(Dataset items)
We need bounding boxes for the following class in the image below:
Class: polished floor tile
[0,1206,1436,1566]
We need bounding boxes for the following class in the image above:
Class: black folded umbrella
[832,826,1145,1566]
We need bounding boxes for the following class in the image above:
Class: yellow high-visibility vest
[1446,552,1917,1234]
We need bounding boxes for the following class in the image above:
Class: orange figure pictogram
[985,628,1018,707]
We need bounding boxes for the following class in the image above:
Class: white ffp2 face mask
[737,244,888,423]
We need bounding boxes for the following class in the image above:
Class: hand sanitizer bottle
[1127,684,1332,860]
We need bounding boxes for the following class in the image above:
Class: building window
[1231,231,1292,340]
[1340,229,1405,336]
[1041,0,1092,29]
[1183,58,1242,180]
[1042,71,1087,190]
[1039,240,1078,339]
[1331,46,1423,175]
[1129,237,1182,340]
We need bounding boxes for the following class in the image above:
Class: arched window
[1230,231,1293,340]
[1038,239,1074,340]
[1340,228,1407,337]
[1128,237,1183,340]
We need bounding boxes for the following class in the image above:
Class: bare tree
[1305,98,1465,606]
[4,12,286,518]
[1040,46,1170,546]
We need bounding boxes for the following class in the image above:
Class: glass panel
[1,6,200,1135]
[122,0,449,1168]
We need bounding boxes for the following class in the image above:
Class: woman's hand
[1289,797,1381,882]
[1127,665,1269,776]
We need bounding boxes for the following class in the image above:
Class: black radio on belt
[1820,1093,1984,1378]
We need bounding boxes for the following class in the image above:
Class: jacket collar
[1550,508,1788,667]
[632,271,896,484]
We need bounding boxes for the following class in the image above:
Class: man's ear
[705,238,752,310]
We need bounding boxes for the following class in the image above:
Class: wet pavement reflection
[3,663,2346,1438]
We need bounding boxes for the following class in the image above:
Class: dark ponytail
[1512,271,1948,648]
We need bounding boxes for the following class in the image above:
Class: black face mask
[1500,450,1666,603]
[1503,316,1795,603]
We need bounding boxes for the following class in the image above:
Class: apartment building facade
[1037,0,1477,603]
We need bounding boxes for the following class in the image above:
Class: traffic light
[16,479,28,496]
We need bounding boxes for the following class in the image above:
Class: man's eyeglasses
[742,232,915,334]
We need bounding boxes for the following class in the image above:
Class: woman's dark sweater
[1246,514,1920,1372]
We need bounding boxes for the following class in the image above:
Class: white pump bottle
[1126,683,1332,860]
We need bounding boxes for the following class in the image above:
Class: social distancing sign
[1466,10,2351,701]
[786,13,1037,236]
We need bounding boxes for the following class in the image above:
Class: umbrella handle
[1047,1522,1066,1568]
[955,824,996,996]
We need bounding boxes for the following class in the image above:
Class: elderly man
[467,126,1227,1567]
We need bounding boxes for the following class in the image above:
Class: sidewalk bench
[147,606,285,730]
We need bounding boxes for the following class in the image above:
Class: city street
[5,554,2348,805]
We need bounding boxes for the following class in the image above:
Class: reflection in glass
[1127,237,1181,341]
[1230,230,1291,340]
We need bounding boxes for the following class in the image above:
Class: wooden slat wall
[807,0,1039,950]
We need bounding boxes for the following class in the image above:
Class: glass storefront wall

- [WHAT IS NEEDED] Only the lines from the one with "Class: woman's dark sweater" through the last line of the records belong in the answer, each copied exactly.

- [RESULT OF THIS EXERCISE]
Class: woman's dark sweater
[1246,514,1920,1372]
We need bounding boxes for the following class in the image above:
Class: white pump bottle
[1126,683,1332,860]
We need bounding boxes for the following class in the image above:
Class: social distancing sign
[1466,10,2351,701]
[786,13,1037,236]
We need bounding boxes for the following class in the image above:
Class: umbrella handle
[1047,1522,1066,1568]
[955,824,996,996]
We need bounding boxes for the following class in the image above:
Class: elderly man
[467,126,1227,1567]
We need bounding boxes for the following class in the image above:
Class: sidewalk bench
[147,606,285,730]
We need bounding boxes for the following class in the image above:
Class: city street
[5,554,2348,805]
We need bounding boxes for the following class in the image above:
Class: reflection in glass
[1127,237,1181,341]
[1230,230,1291,340]
We need bounding boxes for the following class in the image above:
Class: wooden slat wall
[807,0,1039,950]
We need bounding boxes for the following class in the image above:
Class: glass storefront wall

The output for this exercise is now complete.